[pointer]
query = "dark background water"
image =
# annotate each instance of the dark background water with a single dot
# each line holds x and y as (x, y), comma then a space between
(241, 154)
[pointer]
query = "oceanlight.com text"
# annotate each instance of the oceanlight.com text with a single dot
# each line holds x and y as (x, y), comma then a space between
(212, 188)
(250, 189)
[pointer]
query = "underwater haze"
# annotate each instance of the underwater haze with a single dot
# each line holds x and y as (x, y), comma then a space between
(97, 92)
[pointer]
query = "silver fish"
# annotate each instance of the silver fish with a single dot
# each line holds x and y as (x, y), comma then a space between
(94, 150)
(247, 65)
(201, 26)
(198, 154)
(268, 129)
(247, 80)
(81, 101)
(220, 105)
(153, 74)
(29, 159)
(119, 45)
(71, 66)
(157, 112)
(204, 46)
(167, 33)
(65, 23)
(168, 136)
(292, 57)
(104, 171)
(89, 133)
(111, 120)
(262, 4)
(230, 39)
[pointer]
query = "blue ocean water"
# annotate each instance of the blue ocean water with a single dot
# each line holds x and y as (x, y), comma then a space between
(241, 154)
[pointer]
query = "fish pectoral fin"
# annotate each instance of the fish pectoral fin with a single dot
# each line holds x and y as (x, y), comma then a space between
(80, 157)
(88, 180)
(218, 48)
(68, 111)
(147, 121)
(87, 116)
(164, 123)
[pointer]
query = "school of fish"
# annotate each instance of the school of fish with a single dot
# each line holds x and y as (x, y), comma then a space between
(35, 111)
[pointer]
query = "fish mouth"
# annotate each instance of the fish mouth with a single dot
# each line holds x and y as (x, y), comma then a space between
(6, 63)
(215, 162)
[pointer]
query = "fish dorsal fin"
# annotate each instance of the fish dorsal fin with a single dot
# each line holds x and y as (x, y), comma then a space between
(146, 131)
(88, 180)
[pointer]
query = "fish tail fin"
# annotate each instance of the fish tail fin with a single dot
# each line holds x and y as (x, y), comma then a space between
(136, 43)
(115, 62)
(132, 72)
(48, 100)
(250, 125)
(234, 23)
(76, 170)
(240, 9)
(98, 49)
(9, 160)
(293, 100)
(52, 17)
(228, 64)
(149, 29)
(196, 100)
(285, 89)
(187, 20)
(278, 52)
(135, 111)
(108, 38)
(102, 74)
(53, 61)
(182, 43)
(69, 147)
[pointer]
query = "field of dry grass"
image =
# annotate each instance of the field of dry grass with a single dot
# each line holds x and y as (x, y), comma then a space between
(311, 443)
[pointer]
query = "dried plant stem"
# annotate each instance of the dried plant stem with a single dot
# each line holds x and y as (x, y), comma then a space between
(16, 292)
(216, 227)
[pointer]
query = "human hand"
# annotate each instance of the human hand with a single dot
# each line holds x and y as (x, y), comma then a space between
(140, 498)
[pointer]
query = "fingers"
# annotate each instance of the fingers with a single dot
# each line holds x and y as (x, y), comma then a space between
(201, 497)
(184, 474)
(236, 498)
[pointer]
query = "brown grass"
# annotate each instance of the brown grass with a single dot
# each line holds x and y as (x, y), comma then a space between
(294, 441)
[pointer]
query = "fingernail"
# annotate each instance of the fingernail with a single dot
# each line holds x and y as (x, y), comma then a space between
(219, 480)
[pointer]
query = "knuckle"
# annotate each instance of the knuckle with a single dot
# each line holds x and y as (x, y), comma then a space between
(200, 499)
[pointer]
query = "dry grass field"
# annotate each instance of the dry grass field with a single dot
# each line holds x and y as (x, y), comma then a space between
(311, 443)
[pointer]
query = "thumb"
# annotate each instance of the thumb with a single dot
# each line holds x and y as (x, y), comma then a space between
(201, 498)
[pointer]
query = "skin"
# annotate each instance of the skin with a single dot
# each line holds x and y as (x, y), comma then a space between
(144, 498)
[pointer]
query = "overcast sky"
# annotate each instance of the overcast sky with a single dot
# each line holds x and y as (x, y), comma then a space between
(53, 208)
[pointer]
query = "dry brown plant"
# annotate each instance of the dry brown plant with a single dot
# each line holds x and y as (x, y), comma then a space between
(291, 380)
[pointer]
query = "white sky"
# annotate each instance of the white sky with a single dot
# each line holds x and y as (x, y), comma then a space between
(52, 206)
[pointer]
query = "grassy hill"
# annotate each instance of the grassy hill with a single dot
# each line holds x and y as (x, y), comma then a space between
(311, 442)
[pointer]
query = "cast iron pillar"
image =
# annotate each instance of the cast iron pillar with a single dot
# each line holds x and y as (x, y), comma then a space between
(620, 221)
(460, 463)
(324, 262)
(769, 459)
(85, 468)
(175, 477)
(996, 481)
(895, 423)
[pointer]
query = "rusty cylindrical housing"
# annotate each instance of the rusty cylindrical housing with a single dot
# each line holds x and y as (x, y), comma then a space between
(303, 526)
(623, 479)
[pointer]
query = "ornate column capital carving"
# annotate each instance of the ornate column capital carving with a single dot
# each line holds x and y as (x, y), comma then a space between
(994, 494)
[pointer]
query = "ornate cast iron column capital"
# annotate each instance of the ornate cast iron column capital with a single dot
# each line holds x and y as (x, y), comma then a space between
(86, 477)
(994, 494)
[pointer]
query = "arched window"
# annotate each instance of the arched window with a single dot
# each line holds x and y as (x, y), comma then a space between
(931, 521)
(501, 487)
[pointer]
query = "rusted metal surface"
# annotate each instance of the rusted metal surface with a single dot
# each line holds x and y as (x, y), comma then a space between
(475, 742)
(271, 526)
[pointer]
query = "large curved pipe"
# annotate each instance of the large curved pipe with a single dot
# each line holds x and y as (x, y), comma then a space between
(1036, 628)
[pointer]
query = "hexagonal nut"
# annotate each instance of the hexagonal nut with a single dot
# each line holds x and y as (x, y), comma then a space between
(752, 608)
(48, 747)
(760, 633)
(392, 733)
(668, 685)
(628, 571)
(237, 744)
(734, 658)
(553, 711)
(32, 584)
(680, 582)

------

● Problem to work on
Print all of the data exactly as it was given.

● Written reply
[pointer]
query = "dark background water"
image =
# annotate each instance of the dark background water with a single dot
# each line holds x and y as (x, y), comma then a space between
(241, 154)
[pointer]
query = "oceanlight.com text"
# annotate each instance of the oceanlight.com text with a single dot
# each line holds x and y as (x, y), comma then a space between
(212, 188)
(250, 189)
[pointer]
query = "underwater haze"
# annotate each instance of the underwater haze with a single dot
# each line holds x and y as (x, y), comma then a space between
(97, 92)
[pointer]
query = "silver fish"
# annotate each instance of the silver fish with a single dot
# each line holds x and y as (x, y), comma then a space between
(94, 150)
(247, 65)
(201, 26)
(198, 154)
(268, 129)
(247, 80)
(81, 101)
(220, 105)
(153, 74)
(29, 159)
(119, 45)
(71, 66)
(157, 112)
(204, 46)
(167, 33)
(65, 23)
(168, 136)
(292, 57)
(104, 171)
(89, 133)
(111, 120)
(262, 4)
(230, 39)
[pointer]
query = "blue ocean water"
# annotate each instance of the blue ocean water with a single dot
# each line holds x and y as (x, y), comma then a space between
(241, 154)
[pointer]
query = "fish pectoral fin"
# annotate each instance of the fish pectoral fin with a single dot
# each line holds x and y as (x, y), comma then a space between
(80, 157)
(88, 180)
(218, 48)
(68, 111)
(147, 121)
(87, 116)
(164, 123)
[pointer]
query = "school of fish"
# annotate each instance of the school of fish with a single dot
# each line holds x and y as (x, y), comma then a space between
(35, 111)
[pointer]
query = "fish mouth"
# annotate each instance of the fish mouth with a single dot
# each line holds x and y as (x, y), comma then a space between
(6, 63)
(215, 162)
[pointer]
query = "fish dorsal fin"
# annotate each instance of the fish dorsal fin with a single dot
# each line holds x and y as (x, y), comma then a space between
(146, 131)
(88, 180)
[pointer]
query = "fish tail fin"
# annotate each instance of the fish tail fin with a single dot
# each line holds x and y as (x, y), comma then a space between
(136, 43)
(115, 62)
(132, 72)
(48, 100)
(250, 125)
(234, 23)
(76, 170)
(240, 9)
(98, 49)
(9, 160)
(293, 100)
(52, 17)
(228, 64)
(149, 29)
(196, 100)
(285, 89)
(187, 20)
(278, 52)
(135, 111)
(108, 38)
(102, 74)
(53, 61)
(182, 43)
(69, 147)
[pointer]
query = "field of dry grass"
image =
# annotate each instance of the field of dry grass with a single dot
# each line holds x and y as (x, y), comma then a space between
(311, 443)
[pointer]
query = "dried plant stem"
# annotate each instance of the dried plant stem with a single dot
# each line holds x and y as (x, y), comma then a space between
(16, 292)
(216, 227)
[pointer]
query = "human hand"
# annotate each instance of the human hand with a single dot
# each line holds x and y as (x, y), comma then a space between
(140, 498)
[pointer]
query = "fingers"
# annotate each instance of the fingers with a single dot
# each line holds x and y as (x, y), comma then a space between
(201, 497)
(184, 474)
(236, 498)
[pointer]
query = "brown grass"
# annotate each instance of the brown grass with a single dot
# each line holds x and y as (x, y), comma then a space between
(294, 441)
[pointer]
query = "fingernail"
# annotate each instance of the fingernail with a single dot
# each line holds x and y as (x, y), comma then a space between
(219, 480)
[pointer]
query = "knuckle"
# annotate each instance of the knuckle with a single dot
# each line holds x and y as (x, y), comma then a space between
(200, 499)
[pointer]
query = "dry grass field"
# annotate each instance of the dry grass field with a single dot
# each line holds x and y as (x, y), comma then a space between
(311, 443)
[pointer]
query = "thumb"
# annotate each instance of the thumb with a single dot
# each line holds x and y as (x, y), comma then a space between
(201, 498)
[pointer]
query = "skin"
# annotate each instance of the skin with a single dot
# each line holds x and y as (x, y), comma then a space between
(144, 498)
[pointer]
query = "overcast sky"
# annotate each instance of the overcast sky with a single dot
# each line holds x and y as (x, y), comma then a space between
(53, 208)
[pointer]
query = "dry brown plant"
# annotate each instance of the dry brown plant with a single dot
# each line holds x and y as (x, y), comma then a space between
(291, 380)
[pointer]
query = "white sky"
# annotate each instance of the white sky with a single dot
# each line holds x and y as (x, y), comma then a space between
(52, 206)
[pointer]
query = "grassy hill"
# annotate each instance of the grassy hill with a single dot
# each line holds x and y as (x, y), comma then a space between
(311, 442)
[pointer]
query = "cast iron pillar"
image =
# annotate each instance of the cast iron pillar with a single dot
# each line holds x and y as (x, y), comma then a space between
(620, 221)
(460, 463)
(324, 262)
(769, 459)
(85, 468)
(175, 477)
(996, 481)
(895, 423)
[pointer]
query = "rusty cylindrical housing"
# annotate each instance of the rusty cylindrical housing with a single dot
# each line holds x and y as (x, y), comma then a space between
(303, 526)
(623, 479)
[pointer]
query = "ornate column capital carving"
# annotate each instance of the ornate column capital carving with a single dot
# each line holds x and y as (x, y), comma then a space between
(994, 494)
[pointer]
query = "ornate cast iron column capital"
# annotate each instance of the ornate cast iron column capital with a single dot
# each line holds x and y as (x, y), comma then a space between
(86, 477)
(994, 494)
[pointer]
query = "arched window"
# annotate each instance of the arched window with a single dot
# each line holds x and y as (x, y), comma then a space between
(931, 521)
(501, 487)
[pointer]
query = "rusted metal surface"
# annotate each instance of the rusted metal surface with a single dot
# each line holds x and y as (x, y), comma then a space between
(475, 742)
(271, 526)
[pointer]
query = "large curved pipe"
# annotate each instance of the large curved pipe with a single dot
# each line holds x and y as (x, y), comma then a space between
(1036, 628)
[pointer]
query = "hexagonal nut"
# annotate each instance of the hexagonal nut with a single dot
# each line holds x and y as (x, y), comma then a space between
(752, 608)
(48, 747)
(760, 633)
(392, 733)
(668, 685)
(628, 571)
(237, 744)
(734, 658)
(553, 711)
(32, 584)
(680, 582)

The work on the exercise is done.